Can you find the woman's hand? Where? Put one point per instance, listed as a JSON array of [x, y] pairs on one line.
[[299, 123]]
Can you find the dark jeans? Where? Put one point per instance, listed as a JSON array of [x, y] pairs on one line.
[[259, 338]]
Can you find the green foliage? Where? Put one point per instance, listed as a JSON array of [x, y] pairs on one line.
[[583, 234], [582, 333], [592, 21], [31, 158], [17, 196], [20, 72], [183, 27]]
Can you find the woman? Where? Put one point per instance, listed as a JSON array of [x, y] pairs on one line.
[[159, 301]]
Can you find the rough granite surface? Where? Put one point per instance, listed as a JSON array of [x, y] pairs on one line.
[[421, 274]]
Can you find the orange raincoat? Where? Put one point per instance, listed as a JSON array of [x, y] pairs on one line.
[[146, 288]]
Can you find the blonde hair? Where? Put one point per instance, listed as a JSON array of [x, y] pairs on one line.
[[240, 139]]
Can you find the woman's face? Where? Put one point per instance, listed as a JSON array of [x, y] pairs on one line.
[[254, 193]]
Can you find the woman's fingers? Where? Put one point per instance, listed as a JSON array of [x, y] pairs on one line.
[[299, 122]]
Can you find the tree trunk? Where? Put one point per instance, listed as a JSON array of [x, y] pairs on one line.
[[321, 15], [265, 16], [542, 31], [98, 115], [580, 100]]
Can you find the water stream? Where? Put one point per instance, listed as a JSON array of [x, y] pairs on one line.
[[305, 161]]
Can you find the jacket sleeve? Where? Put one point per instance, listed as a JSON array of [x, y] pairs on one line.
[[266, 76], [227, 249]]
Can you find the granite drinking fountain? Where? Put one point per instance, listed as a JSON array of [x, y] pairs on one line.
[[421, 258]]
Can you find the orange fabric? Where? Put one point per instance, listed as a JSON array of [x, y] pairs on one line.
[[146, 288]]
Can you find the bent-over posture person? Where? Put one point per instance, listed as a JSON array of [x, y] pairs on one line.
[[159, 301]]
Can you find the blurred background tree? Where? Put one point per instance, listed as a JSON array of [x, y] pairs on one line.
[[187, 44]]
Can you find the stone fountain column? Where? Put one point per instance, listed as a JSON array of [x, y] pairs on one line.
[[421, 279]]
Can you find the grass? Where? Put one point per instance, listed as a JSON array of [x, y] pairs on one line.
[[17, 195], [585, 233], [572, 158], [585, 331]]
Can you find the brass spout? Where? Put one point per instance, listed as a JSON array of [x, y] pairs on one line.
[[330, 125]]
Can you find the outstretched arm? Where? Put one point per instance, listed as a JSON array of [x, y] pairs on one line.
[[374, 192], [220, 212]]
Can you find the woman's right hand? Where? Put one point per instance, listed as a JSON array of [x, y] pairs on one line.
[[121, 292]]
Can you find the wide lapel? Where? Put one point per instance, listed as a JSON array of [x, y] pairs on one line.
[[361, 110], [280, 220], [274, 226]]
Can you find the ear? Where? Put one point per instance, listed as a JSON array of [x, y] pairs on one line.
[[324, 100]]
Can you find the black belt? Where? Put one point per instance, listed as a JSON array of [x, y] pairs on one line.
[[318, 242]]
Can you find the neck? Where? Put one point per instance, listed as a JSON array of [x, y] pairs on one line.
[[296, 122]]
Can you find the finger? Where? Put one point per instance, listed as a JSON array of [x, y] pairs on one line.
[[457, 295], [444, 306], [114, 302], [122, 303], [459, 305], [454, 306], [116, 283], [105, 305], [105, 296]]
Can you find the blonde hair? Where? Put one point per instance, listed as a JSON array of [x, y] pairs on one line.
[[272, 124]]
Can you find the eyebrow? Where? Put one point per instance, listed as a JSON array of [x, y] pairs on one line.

□ □ □ □ □

**GOAL OF THE EXERCISE:**
An exact copy of all the entries is the required answer.

**TASK RESULT:**
Can you find the woman's hand? Where? Put one point per instance, listed as a JSON array of [x, y] pairs on one line.
[[299, 123]]
Can you find the dark jeans? Where? Put one point per instance, listed as a JSON array of [x, y] pairs on one line.
[[259, 338]]
Can you find the green foliage? Where? Put one point per instance, listed as a JSON array of [x, y] pairs on one line.
[[583, 234], [582, 333], [592, 21], [31, 158], [17, 196], [20, 72], [183, 27]]
Can you find the woman? Where? Put one point per instance, listed as a JSON array of [x, y] pairs on one line.
[[159, 301]]
Can you find the rough granite surface? Where? Put one point per instance, listed as a JSON array of [x, y] pairs on one line.
[[421, 274]]
Can you find the orange raincoat? Where? Put one point per instance, listed as a JSON array of [x, y] pairs on one line.
[[146, 288]]
Can you find the blonde hair? Where? Put one point per instance, listed as a JSON array of [x, y] pairs on one line.
[[240, 139]]
Can you find the woman's face? Where? Put one point per instance, listed as a JSON array of [x, y] pairs on one line.
[[254, 193]]
Can you find the woman's fingers? Where? Put one point per instance, listed as a JSON array of [x, y] pairs on one line.
[[299, 122]]
Can you find the tree trunk? Where? Put one point per instance, listed as a JSON array of [x, y] pairs on one line.
[[321, 15], [265, 16], [542, 31], [98, 115], [580, 100]]
Can you find the water stream? Where? Put one point per instance, listed as a JSON array of [x, y] pairs on one line.
[[305, 161]]
Can you find the jacket sleeve? Where? Put one point per instance, listed as a JSON array of [x, y] pairs on one line.
[[266, 76], [227, 249]]
Can you find the granite drinking fountain? Where? Put one point per instance, listed as a JSON array of [x, y] pairs on one line.
[[421, 258]]
Can you find the orange fabric? Where? Put one point per instance, listed as a JSON array of [x, y] pairs on one line.
[[146, 288]]
Can you find the bent-over posture person? Where? Put one point per instance, listed as a JSON array of [x, y] pairs on one line.
[[159, 301]]
Can you find the blurred background tree? Where? Put one point per instance, listed as a JSON array of [x, y] pairs on one line.
[[187, 44]]
Can you find the stone fountain column? Where? Put one point per instance, listed as a JSON array of [x, y] pairs on one line.
[[421, 279]]
Can you find the grass? Where? Put one point per instance, listed as a JSON array of [x, y] pairs on one line.
[[17, 195], [585, 233], [572, 158], [585, 331]]
Can you find the brass spout? Where? Put one point per instance, listed as a JSON array of [x, y] pairs on one line.
[[330, 125]]
Can you find the outstretched arm? Where? Put one point per instance, listed as a JSON array of [x, y] pairs on one line.
[[374, 192], [220, 212]]
Can you find the woman's right hand? Where? Put one point per instance, listed as a JSON array of [x, y] pairs on one line.
[[121, 292]]
Can you find the wide lapel? Where? Put one point per instance, listed as a JSON array of [x, y] pairs on one line.
[[361, 110], [280, 220], [274, 226]]
Can you find the ear? Where? Put one point per instance, listed as a JSON array of [x, y] pairs on one line.
[[324, 100]]
Can you find the black belt? Where? Put one point per instance, listed as a JSON array of [x, y] pairs on one line.
[[318, 242]]
Can you find the neck? Where? Put one point per instance, listed as a JSON array of [x, y] pairs on one line.
[[296, 122]]
Can you find the finger? Where? Put one point per instance, listed as a JSON array of [x, y] pairs on one line.
[[457, 295], [444, 306], [114, 302], [122, 303], [459, 305], [454, 306], [116, 283], [105, 305], [105, 296]]
Can you find the blonde hair? Where? Put one point per instance, listed as a JSON array of [x, y] pairs on one line.
[[272, 124]]
Can you find the eyebrow? Where? Put one point per instance, listed as a JSON array of [x, y] pairs on one line.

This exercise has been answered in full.